Stored records
********************

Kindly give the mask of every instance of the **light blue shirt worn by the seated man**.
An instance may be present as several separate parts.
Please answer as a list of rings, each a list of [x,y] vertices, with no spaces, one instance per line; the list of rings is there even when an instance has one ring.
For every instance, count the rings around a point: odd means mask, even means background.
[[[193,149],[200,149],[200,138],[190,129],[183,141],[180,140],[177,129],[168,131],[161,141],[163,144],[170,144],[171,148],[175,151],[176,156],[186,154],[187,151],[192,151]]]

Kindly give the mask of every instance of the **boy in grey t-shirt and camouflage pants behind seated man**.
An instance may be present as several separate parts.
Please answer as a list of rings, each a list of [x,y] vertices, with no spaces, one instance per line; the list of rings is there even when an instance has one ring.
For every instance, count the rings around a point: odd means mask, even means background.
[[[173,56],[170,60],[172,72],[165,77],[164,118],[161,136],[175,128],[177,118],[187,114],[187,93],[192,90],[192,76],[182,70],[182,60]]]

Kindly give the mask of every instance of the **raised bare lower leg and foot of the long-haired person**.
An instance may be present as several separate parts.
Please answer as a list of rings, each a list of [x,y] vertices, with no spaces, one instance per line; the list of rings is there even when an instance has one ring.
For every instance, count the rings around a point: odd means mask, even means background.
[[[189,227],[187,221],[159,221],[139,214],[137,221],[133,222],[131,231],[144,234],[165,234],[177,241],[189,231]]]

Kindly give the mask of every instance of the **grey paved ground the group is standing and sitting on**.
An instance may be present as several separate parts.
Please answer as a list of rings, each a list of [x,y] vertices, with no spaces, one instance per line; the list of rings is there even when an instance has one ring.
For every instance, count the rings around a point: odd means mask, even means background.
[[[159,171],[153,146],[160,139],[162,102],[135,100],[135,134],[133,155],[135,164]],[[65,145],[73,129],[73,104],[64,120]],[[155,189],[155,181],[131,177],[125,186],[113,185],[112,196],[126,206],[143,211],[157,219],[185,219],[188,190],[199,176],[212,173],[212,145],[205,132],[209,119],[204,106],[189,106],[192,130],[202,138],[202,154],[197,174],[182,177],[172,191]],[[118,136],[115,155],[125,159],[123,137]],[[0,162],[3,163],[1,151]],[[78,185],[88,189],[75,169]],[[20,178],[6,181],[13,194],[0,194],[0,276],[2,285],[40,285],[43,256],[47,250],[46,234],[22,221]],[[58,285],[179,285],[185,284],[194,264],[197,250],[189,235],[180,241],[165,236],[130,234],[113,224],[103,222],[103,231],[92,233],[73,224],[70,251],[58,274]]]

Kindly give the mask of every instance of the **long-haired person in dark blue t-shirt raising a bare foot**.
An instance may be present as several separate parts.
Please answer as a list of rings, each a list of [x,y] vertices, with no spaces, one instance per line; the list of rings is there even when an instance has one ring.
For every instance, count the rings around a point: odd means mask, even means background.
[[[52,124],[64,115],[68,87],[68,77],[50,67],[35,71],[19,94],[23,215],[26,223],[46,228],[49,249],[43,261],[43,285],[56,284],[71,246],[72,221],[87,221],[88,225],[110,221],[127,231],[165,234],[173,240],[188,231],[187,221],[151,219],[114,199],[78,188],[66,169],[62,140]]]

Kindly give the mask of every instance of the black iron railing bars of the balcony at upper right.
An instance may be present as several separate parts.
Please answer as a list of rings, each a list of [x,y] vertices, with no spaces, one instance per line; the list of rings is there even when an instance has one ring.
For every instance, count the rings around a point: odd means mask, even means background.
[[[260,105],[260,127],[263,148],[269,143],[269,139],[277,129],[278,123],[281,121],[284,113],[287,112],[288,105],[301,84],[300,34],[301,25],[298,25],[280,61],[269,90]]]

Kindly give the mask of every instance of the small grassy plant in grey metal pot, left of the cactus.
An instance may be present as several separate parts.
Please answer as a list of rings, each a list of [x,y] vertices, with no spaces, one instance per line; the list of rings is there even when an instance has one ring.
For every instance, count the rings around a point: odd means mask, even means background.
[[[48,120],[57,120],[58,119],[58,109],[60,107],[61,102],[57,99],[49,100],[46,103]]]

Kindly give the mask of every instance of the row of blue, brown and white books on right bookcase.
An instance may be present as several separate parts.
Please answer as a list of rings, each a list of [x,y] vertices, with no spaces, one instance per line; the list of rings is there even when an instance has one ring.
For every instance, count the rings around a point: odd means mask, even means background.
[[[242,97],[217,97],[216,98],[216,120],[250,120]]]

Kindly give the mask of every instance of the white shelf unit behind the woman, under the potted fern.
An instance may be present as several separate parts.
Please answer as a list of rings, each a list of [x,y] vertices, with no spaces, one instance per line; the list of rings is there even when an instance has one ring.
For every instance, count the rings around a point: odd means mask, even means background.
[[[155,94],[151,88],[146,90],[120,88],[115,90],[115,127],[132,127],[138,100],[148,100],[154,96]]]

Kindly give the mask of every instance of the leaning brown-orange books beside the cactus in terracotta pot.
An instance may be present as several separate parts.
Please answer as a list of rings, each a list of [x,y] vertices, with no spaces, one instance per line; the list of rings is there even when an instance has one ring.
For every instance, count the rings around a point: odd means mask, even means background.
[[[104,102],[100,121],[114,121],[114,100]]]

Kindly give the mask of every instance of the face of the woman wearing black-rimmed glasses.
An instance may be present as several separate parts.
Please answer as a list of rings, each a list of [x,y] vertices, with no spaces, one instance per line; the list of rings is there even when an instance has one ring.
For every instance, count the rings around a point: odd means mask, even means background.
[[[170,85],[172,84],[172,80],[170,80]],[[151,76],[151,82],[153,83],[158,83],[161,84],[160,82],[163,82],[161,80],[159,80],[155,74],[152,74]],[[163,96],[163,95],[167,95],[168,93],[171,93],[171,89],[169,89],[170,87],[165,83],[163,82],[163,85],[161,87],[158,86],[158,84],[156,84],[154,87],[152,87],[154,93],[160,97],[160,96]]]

********************

WORK REQUEST: The records shown above are to be retyped exactly, with none omitted.

EXERCISE SOLUTION:
Kindly give the mask of every instance of the **light blue shirt worn by the seated man**.
An instance may be present as several separate parts.
Please answer as a list of rings, each a list of [x,y] vertices, with no spaces, one instance per line; the list of rings is there even when an instance has one ring.
For every instance, count the rings around a point: odd means mask, even means background.
[[[193,149],[200,149],[200,138],[190,129],[183,141],[180,140],[177,129],[168,131],[161,141],[163,144],[170,144],[171,148],[175,151],[176,156],[186,154],[187,151],[192,151]]]

Kindly give the mask of every instance of the **boy in grey t-shirt and camouflage pants behind seated man**.
An instance may be present as several separate parts.
Please answer as a list of rings, each a list of [x,y] vertices, with no spaces, one instance per line; the list of rings is there even when an instance has one ring.
For every instance, count the rings around a point: odd means mask, even means background.
[[[173,56],[170,60],[172,72],[165,77],[164,118],[161,136],[175,128],[177,118],[187,114],[187,93],[192,90],[192,76],[182,70],[182,60]]]

Kindly give the mask of every instance of the **raised bare lower leg and foot of the long-haired person**.
An instance may be present as several separate parts.
Please answer as a list of rings, each a list of [x,y] vertices, with no spaces, one instance per line; the list of rings is there even when an instance has one ring.
For every instance, count the rings around a point: odd means mask, even means background.
[[[189,227],[187,221],[159,221],[139,214],[137,221],[133,222],[131,231],[144,234],[165,234],[177,241],[189,231]]]

Kindly give the mask of every instance of the **grey paved ground the group is standing and sitting on**.
An instance may be present as several separate parts.
Please answer as a list of rings, each a list of [x,y] vertices, with no spaces, one instance per line; the list of rings is there even when an instance has one ring.
For every instance, count the rings around a point: odd means mask, even means background.
[[[159,171],[153,146],[160,139],[162,102],[135,100],[135,134],[133,155],[135,164]],[[65,145],[73,129],[73,104],[64,120]],[[155,189],[155,181],[131,177],[125,186],[113,185],[112,196],[126,206],[143,211],[157,219],[185,219],[188,190],[199,176],[212,173],[212,145],[205,132],[209,119],[204,106],[189,106],[192,130],[202,138],[202,154],[197,174],[182,177],[172,191]],[[118,136],[115,155],[125,159],[123,137]],[[0,162],[3,163],[1,151]],[[78,185],[88,189],[75,169]],[[20,178],[6,181],[13,194],[0,194],[0,276],[2,285],[40,285],[43,256],[47,250],[46,234],[22,221]],[[58,285],[179,285],[185,284],[194,264],[197,250],[189,235],[180,241],[165,236],[130,234],[113,224],[103,222],[103,231],[92,233],[73,224],[70,251],[58,274]]]

Kindly give the mask of every instance of the **long-haired person in dark blue t-shirt raising a bare foot**.
An instance may be present as several separate parts.
Please answer as a list of rings, each a list of [x,y] vertices, with no spaces, one instance per line; the list of rings is there even when an instance has one ring.
For every instance, count the rings around a point: odd means mask, even means background.
[[[52,124],[64,115],[68,87],[68,77],[50,67],[35,71],[19,94],[23,215],[26,223],[46,228],[49,249],[43,261],[43,285],[56,284],[71,246],[72,221],[87,221],[88,225],[110,221],[127,231],[165,234],[173,240],[188,231],[187,221],[151,219],[114,199],[78,188],[66,169],[62,140]]]

Kindly give the mask of every instance of the black iron railing bars of the balcony at upper right.
An instance may be present as several separate parts.
Please answer as a list of rings, each a list of [x,y] vertices, with no spaces, one instance per line; the list of rings is there even when an instance has one ring.
For every instance, count the rings around a point: odd means mask, even means background.
[[[260,105],[260,127],[263,148],[269,143],[269,139],[277,129],[278,123],[281,121],[284,113],[287,112],[288,105],[301,84],[300,34],[301,25],[298,25],[280,61],[269,90]]]

Kindly give the mask of every instance of the small grassy plant in grey metal pot, left of the cactus.
An instance may be present as several separate parts.
Please answer as a list of rings, each a list of [x,y] vertices, with no spaces, one instance per line; the list of rings is there even when an instance has one ring.
For every instance, count the rings around a point: odd means mask, even means background.
[[[48,120],[57,120],[58,119],[58,109],[60,107],[61,102],[57,99],[49,100],[46,103]]]

Kindly give the mask of every instance of the row of blue, brown and white books on right bookcase.
An instance may be present as several separate parts.
Please answer as a list of rings, each a list of [x,y] vertices, with no spaces, one instance per line; the list of rings is there even when an instance has one ring.
For every instance, count the rings around a point: odd means mask, even means background.
[[[242,97],[217,97],[216,98],[216,120],[250,120]]]

Kindly give the mask of every instance of the white shelf unit behind the woman, under the potted fern.
An instance may be present as several separate parts.
Please answer as a list of rings, each a list of [x,y] vertices, with no spaces, one instance per line; the list of rings is there even when an instance has one ring.
For every instance, count the rings around a point: odd means mask, even means background.
[[[155,94],[151,88],[146,90],[120,88],[115,90],[115,127],[132,127],[138,100],[148,100],[154,96]]]

Kindly give the mask of every instance of the leaning brown-orange books beside the cactus in terracotta pot.
An instance may be present as several separate parts.
Please answer as a list of rings, each a list of [x,y] vertices, with no spaces, one instance per line; the list of rings is there even when an instance has one ring.
For every instance, count the rings around a point: odd means mask, even means background.
[[[104,102],[100,121],[114,121],[114,100]]]

Kindly give the mask of every instance of the face of the woman wearing black-rimmed glasses.
An instance may be present as several separate parts.
Please answer as a list of rings, each a list of [x,y] vertices, with no spaces, one instance per line; the list of rings is there even when an instance has one ring.
For every instance, count the rings around a point: odd means mask, even means background.
[[[170,85],[172,84],[172,80],[170,80]],[[151,76],[151,82],[153,83],[158,83],[161,84],[160,82],[163,82],[161,80],[159,80],[155,74],[152,74]],[[163,96],[163,95],[167,95],[168,93],[171,93],[171,89],[169,89],[170,87],[165,83],[163,82],[163,85],[161,87],[158,86],[158,84],[156,84],[154,87],[152,87],[154,93],[160,97],[160,96]]]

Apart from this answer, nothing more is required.